2020: The Year for Women’s Movements

Next year, 2020, is a major focal point in the journey towards gender equality for all, with many significant anniversaries and events on the horizon.

04.12.19
Pacific feminists and IWDA staff at #Beijing25 Asia Pacific Regional Review in Bangkok, working with partners in the #WeRiseCoalition and the WAVE program, Nov 2019

Over the past three months, our WAVE Movement Series has explored the power of movements, what makes a movement feminist, and how to build movements. If you’ve been reading along, you now have a sense of how movements can lead to sustainable social change.

Next year, 2020, is a major focal point in the journey towards gender equality for all, with many significant anniversaries and events on the horizon. Women’s rights advocates and movements must seek to coordinate targeted and strategic action to generate long-lasting change. Our Movement Series will continue to explore movement-strengthening strategies, and as 2020 draws near, it’s time to put some of these lessons into practice.

2020 Anniversaries

In 2020, the United Nations, civil society and women’s rights organisations across the globe will celebrate landmark anniversaries of many fundamental international frameworks for women’s rights, including:

  • the 25th anniversary of the Fourth World Conference on Women, where the Beijing Declaration and Platform for Action was adopted in 1995 – for the past 20 years, the Beijing Platform has been a powerful road map for women’s rights activists and policy-makers worldwide;
  • the 20th anniversary of the Security Council Resolution 1325 on Women, Peace and Security – a landmark resolution that addressed the impact of war on women and the importance of women’s full and equal participation in conflict resolution, peacebuilding, peacekeeping, humanitarian response and post-conflict reconstruction, as well as calling for special measures to protect women and girls from conflict-related sexual violence;
  • the 5th anniversary of the 2030 Agenda for Sustainable Development and its Sustainable Development Goals – among this collection of 17 global goals, designed to be a “blueprint to achieve a better and more sustainable future for all”, is SDG 5: achieve gender equality and empower all women and girls.

Key anniversary years, such as these, can provide opportunities to review, debate and renew commitment to a particular framework and ensure its relevance in a changing global context. Women’s movements whose work relates to each framework can focus their attention on these events to advocate for the necessary policy changes from governments and decision makers. Next year is even more significant than usual.

▸ Written problem 1
Echo the article on 2020 and women's movements word for word, everything from "2020: The Year" down to "sustainable social change.".
▸ Written problem 2
Rewrite only the records from the line containing "Exercise. Mark the white building" down through the last of the records, putting "timber" in place of "wooden" and leaving everything else unchanged.

▸ Records shown

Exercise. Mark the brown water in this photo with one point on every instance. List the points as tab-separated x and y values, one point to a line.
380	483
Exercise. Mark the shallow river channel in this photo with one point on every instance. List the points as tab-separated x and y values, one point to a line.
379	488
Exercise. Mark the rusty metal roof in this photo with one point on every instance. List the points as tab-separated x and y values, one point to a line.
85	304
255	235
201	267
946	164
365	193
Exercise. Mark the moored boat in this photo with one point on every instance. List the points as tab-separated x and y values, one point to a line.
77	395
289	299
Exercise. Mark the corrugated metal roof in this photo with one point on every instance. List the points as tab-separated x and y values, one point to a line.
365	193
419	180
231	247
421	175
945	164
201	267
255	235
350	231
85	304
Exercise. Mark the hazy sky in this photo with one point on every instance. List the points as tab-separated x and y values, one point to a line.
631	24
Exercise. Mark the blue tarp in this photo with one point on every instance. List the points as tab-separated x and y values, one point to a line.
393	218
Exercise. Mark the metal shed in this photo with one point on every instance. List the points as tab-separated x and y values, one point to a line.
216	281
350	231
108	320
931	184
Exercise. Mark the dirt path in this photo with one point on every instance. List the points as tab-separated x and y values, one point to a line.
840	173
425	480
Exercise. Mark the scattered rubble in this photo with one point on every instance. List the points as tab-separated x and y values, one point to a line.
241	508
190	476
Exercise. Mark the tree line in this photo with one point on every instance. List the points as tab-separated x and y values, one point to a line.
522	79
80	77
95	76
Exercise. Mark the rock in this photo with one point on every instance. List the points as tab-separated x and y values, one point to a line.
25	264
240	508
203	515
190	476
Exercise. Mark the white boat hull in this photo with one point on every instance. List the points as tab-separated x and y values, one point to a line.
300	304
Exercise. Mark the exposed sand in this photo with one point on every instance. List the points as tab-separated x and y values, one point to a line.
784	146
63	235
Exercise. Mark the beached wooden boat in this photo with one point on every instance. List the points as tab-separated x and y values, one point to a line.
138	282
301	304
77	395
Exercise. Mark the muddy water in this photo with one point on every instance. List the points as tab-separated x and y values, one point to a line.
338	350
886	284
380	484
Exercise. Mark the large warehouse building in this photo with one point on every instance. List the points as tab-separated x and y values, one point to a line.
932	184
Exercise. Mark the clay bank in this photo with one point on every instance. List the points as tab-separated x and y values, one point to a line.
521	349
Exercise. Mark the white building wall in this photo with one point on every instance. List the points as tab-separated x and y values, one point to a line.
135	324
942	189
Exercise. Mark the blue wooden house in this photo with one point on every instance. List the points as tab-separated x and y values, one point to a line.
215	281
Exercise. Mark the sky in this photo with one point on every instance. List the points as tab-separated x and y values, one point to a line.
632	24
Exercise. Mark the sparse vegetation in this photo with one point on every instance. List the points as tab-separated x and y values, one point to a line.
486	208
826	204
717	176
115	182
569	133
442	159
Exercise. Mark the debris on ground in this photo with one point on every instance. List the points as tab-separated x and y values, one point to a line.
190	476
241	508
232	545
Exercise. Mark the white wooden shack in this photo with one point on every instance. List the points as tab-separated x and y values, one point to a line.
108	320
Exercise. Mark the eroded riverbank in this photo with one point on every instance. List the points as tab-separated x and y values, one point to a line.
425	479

▸ Full answer 1
2020: The Year for Women’s Movements

Next year, 2020, is a major focal point in the journey towards gender equality for all, with many significant anniversaries and events on the horizon.

04.12.19
Pacific feminists and IWDA staff at #Beijing25 Asia Pacific Regional Review in Bangkok, working with partners in the #WeRiseCoalition and the WAVE program, Nov 2019

Over the past three months, our WAVE Movement Series has explored the power of movements, what makes a movement feminist, and how to build movements. If you’ve been reading along, you now have a sense of how movements can lead to sustainable social change.

▸ Full answer 2
Exercise. Mark the white building wall in this photo with one point on every instance. List the points as tab-separated x and y values, one point to a line.
135	324
942	189
Exercise. Mark the blue timber house in this photo with one point on every instance. List the points as tab-separated x and y values, one point to a line.
215	281
Exercise. Mark the sky in this photo with one point on every instance. List the points as tab-separated x and y values, one point to a line.
632	24
Exercise. Mark the sparse vegetation in this photo with one point on every instance. List the points as tab-separated x and y values, one point to a line.
486	208
826	204
717	176
115	182
569	133
442	159
Exercise. Mark the debris on ground in this photo with one point on every instance. List the points as tab-separated x and y values, one point to a line.
190	476
241	508
232	545
Exercise. Mark the white timber shack in this photo with one point on every instance. List the points as tab-separated x and y values, one point to a line.
108	320
Exercise. Mark the eroded riverbank in this photo with one point on every instance. List the points as tab-separated x and y values, one point to a line.
425	479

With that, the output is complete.